▶ [Problem to solve]:
Repeat the records below verbatim, and do not copy their pictures.

*** Opening of Raw data ***

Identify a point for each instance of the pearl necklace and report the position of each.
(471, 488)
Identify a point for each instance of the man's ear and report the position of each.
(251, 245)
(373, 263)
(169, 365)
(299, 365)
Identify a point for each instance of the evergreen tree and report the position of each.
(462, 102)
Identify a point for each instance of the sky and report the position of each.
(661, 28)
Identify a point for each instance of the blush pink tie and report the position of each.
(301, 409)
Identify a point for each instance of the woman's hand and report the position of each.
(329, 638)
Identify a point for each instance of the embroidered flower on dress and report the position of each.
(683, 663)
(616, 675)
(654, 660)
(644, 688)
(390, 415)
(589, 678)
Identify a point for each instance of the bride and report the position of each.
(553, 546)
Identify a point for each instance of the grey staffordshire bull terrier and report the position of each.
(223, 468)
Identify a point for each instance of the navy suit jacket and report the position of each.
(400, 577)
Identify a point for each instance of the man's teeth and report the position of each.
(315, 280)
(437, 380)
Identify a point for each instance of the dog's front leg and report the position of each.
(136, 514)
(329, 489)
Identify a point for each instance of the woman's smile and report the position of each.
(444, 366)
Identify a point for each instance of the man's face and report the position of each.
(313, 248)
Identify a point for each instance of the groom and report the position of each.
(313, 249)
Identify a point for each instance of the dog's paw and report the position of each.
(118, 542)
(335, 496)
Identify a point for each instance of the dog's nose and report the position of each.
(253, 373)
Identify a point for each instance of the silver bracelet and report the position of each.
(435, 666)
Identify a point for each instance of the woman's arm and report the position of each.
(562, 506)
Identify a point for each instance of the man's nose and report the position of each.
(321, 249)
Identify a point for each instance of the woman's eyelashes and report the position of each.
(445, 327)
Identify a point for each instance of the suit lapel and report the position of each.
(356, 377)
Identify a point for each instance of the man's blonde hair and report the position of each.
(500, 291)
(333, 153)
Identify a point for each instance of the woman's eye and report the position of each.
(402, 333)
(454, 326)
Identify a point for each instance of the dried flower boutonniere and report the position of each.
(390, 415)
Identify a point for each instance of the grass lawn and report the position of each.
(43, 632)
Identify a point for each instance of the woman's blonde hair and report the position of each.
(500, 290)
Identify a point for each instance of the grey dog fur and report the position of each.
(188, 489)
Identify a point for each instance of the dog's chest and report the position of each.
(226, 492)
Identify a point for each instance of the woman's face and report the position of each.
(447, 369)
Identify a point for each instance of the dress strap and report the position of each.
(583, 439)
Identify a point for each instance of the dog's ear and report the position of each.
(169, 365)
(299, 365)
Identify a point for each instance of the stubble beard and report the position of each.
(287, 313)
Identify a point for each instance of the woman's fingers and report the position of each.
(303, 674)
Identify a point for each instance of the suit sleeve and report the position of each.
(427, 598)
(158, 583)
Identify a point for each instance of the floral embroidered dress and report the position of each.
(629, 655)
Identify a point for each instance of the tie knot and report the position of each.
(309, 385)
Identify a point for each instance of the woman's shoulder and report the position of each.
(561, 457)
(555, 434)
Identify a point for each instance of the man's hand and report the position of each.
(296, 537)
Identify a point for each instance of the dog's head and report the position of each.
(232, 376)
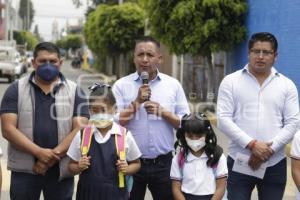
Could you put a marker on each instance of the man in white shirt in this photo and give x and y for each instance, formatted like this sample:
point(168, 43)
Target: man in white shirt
point(257, 109)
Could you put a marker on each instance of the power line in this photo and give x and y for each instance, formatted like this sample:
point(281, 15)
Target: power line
point(60, 16)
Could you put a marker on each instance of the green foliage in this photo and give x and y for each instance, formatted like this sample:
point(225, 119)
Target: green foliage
point(71, 41)
point(25, 37)
point(112, 30)
point(201, 26)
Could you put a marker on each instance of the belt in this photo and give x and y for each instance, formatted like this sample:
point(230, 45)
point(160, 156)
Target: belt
point(157, 159)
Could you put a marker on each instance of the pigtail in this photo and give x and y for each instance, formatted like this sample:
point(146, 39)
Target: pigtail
point(212, 150)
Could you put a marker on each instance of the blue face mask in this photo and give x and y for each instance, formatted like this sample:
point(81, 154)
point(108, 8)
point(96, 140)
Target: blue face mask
point(47, 72)
point(102, 120)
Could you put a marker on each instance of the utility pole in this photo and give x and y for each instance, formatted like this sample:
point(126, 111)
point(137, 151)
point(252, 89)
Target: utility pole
point(7, 18)
point(28, 15)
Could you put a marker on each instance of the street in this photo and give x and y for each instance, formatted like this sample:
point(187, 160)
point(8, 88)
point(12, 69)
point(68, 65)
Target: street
point(84, 79)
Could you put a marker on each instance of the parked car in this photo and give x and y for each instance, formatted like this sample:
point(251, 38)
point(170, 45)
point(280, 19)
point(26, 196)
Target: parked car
point(11, 64)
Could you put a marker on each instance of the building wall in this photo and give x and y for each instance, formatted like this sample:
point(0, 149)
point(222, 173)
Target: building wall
point(281, 18)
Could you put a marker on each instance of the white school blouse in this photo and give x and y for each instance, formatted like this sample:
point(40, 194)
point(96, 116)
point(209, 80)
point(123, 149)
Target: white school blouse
point(197, 178)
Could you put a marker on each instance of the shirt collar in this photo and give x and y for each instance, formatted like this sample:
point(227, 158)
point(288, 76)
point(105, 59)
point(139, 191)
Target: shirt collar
point(61, 81)
point(136, 76)
point(191, 157)
point(114, 130)
point(273, 70)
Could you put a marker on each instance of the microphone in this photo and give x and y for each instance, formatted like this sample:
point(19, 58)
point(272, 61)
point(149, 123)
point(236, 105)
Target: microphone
point(145, 77)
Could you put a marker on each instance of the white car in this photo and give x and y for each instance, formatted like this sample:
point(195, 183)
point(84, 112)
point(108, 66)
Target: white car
point(11, 66)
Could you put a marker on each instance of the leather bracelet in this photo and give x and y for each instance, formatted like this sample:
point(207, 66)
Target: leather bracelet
point(252, 144)
point(133, 104)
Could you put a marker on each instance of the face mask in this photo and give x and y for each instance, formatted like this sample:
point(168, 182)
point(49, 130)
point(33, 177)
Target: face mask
point(195, 145)
point(102, 120)
point(47, 72)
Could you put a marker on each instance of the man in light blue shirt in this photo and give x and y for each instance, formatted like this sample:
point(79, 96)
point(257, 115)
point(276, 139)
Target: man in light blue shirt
point(151, 109)
point(258, 110)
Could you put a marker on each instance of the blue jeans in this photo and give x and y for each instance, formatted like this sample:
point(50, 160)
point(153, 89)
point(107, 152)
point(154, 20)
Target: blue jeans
point(154, 173)
point(240, 186)
point(25, 186)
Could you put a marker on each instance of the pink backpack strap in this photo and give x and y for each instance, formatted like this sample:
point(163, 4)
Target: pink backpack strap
point(86, 138)
point(120, 140)
point(181, 161)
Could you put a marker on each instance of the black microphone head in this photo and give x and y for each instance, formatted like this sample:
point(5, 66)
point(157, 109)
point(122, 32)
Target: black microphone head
point(145, 77)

*** Close of Raw data ***

▶ [Task solution]:
Identify a point for each instance of the pearl necklace and report the position of each.
(471, 488)
Identify a point for each instance of the man's ear and report the position of each.
(251, 245)
(373, 263)
(169, 365)
(299, 365)
Identify a point for each instance of the evergreen tree and report the position of each.
(462, 102)
Identify a point for each instance of the sky and report the position of each.
(661, 28)
Identify a point for each instance of the blush pink tie and report the position of each.
(301, 409)
Identify a point for each instance of the woman's hand and report the position of each.
(329, 638)
Identify a point for each instance of the embroidered flower on dress and report the position of each.
(683, 663)
(616, 675)
(654, 660)
(644, 688)
(390, 415)
(589, 678)
Identify a point for each instance of the bride and report the position of each.
(553, 546)
Identify a point for each instance of the grey staffordshire bull terrier and report the position of each.
(223, 468)
Identify a point for each instance of the navy suit jacket and report the position of each.
(400, 577)
Identify a point for each instance of the man's teeth and report the position of each.
(315, 280)
(437, 380)
Identify a point for each instance of the dog's front leg and report the position of each.
(136, 514)
(329, 489)
Identify a point for each instance of the woman's smile and report the position of each.
(444, 366)
Identify a point for each instance of the man's face and report the position of each.
(313, 248)
Identify a point for each instance of the groom and report the position of each.
(313, 249)
Identify a point for each instance of the dog's paw and report the position of each.
(118, 542)
(335, 496)
Identify a point for each instance of the dog's nose and report the position of each.
(253, 373)
Identify a point for each instance of the silver bracelet and report the position of each.
(435, 666)
Identify a point for each instance of the woman's arm and report the position of each.
(562, 506)
Identify a point for each instance of the man's nose and report the position of each.
(321, 249)
Identify a point for each instance of the woman's eyelashes and report the position of each.
(445, 327)
Identify a point for each instance of the suit lapel and report the position of each.
(356, 377)
Identify a point for each instance of the man's blonde hair and report the position of each.
(500, 291)
(333, 153)
Identify a point for each instance of the woman's eye and report the position of each.
(402, 333)
(454, 326)
Identify a point for each instance of the dried flower boutonniere and report the position of each.
(390, 415)
Identify a point for each instance of the grass lawn and report the position of each.
(43, 632)
Identify a point for each instance of the woman's blonde hair and report the position of each.
(500, 290)
Identify a point for each instance of the grey dog fur and report the position of each.
(188, 489)
Identify a point for each instance of the dog's chest and report the position of each.
(226, 492)
Identify a point for each instance of the woman's face and report the position of each.
(447, 369)
Identify a point for each instance of the dress strap and report the position of each.
(583, 439)
Identify a point for each instance of the dog's ear and report the position of each.
(169, 365)
(299, 365)
Identify a point for each instance of the stubble beard and report the position of each.
(287, 313)
Identify a point for each instance of the woman's fingers and report the position of each.
(303, 674)
Identify a point for each instance of the suit sleeve and report the position of each.
(427, 598)
(158, 583)
Identify a point for each instance of the floral embroidered dress and report the position of each.
(629, 655)
Identify a point for each instance of the tie knot and report the position of each.
(309, 385)
Identify a point for each instance of the woman's shoulder and report the position of each.
(561, 457)
(555, 434)
Identify a point for each instance of the man's hand and report the position of each.
(296, 537)
Identify a point for each instance of the dog's head and report the position of each.
(232, 376)
Could you put a marker on each instance of the man in white shirt in this photo and give x and y for each instance, formatted like this sample:
point(168, 43)
Target: man in white shirt
point(257, 109)
Could you put a marker on each instance of the power line in this photo and give x and y for each instance, formatted like this sample:
point(281, 15)
Target: power line
point(60, 16)
Could you put a marker on each instance of the green foliage in this photo and give x and y for each instance, formatted like this sample:
point(225, 119)
Target: green foliage
point(71, 41)
point(25, 37)
point(112, 30)
point(201, 26)
Could you put a marker on each instance of the belt in this photo and give x and y for each instance, formatted like this sample:
point(230, 45)
point(160, 156)
Target: belt
point(157, 159)
Could you put a marker on each instance of the pigtail in this photo and give x and y for each instance, formatted like this sample:
point(146, 39)
Target: pigtail
point(212, 150)
Could you put a marker on each instance of the blue face mask in this photo and give x and y for each instance, formatted like this sample:
point(81, 154)
point(108, 8)
point(96, 140)
Target: blue face mask
point(47, 72)
point(102, 120)
Could you put a marker on each instance of the utility pole in this photo and give x and y for each instance, formatted like this sample:
point(126, 111)
point(137, 151)
point(252, 89)
Target: utility pole
point(7, 18)
point(28, 15)
Could you put a marker on each instance of the street in this photo and give x and y for each instance, formatted like this sample:
point(187, 160)
point(8, 88)
point(12, 69)
point(68, 65)
Target: street
point(84, 79)
Could you put a marker on each instance of the parked car in this photo and give x and y for each instance, formatted like this sample:
point(251, 38)
point(170, 45)
point(280, 19)
point(26, 196)
Target: parked car
point(11, 64)
Could you put a marker on each instance of the building wall in this photo and give x and y for each instance, formatted like this sample:
point(0, 149)
point(222, 173)
Target: building wall
point(281, 18)
Could you put a marker on each instance of the white school blouse in this photo and give x and y for each instance, formatted like this sample:
point(40, 194)
point(96, 116)
point(209, 80)
point(123, 149)
Target: white school blouse
point(197, 178)
Could you put a marker on each instance of the shirt collar in this photo and give x and y for each instance, formatted like this sample:
point(227, 158)
point(288, 76)
point(105, 59)
point(139, 191)
Target: shirt collar
point(61, 81)
point(136, 76)
point(191, 157)
point(114, 130)
point(273, 70)
Could you put a marker on each instance of the microphone in this photo and give x and y for each instance, formatted like this sample:
point(19, 58)
point(272, 61)
point(149, 123)
point(236, 105)
Target: microphone
point(145, 77)
Could you put a marker on each instance of the white car in this photo and give x and y for each instance, formatted like this sample:
point(195, 183)
point(84, 112)
point(108, 66)
Target: white car
point(11, 66)
Could you put a marker on each instance of the leather bracelet in this photo and give x and y for each instance, formatted like this sample:
point(207, 66)
Target: leather bracelet
point(252, 144)
point(133, 104)
Could you put a marker on each instance of the face mask in this photo and give x and y for each instance, formatted like this sample:
point(168, 182)
point(49, 130)
point(33, 177)
Target: face mask
point(195, 145)
point(102, 120)
point(47, 72)
Could you put a marker on each instance of the man in light blue shirt in this photo and give x and y for each instance, formatted like this sample:
point(79, 96)
point(257, 115)
point(276, 139)
Target: man in light blue shirt
point(151, 109)
point(258, 110)
Could you put a marker on each instance of the blue jeans in this photo and give x and y for each instance, formatted like this sample:
point(50, 160)
point(153, 89)
point(107, 152)
point(154, 20)
Target: blue jeans
point(154, 173)
point(240, 186)
point(25, 186)
Could you put a marker on each instance of the pink backpack strap in this photo and give x and y for each instance, formatted like this sample:
point(163, 4)
Target: pink backpack strap
point(86, 138)
point(120, 140)
point(181, 161)
Could you put a marker on each instance of the black microphone head in this photo and give x and y for each instance, formatted like this sample:
point(5, 66)
point(157, 109)
point(122, 32)
Target: black microphone head
point(145, 77)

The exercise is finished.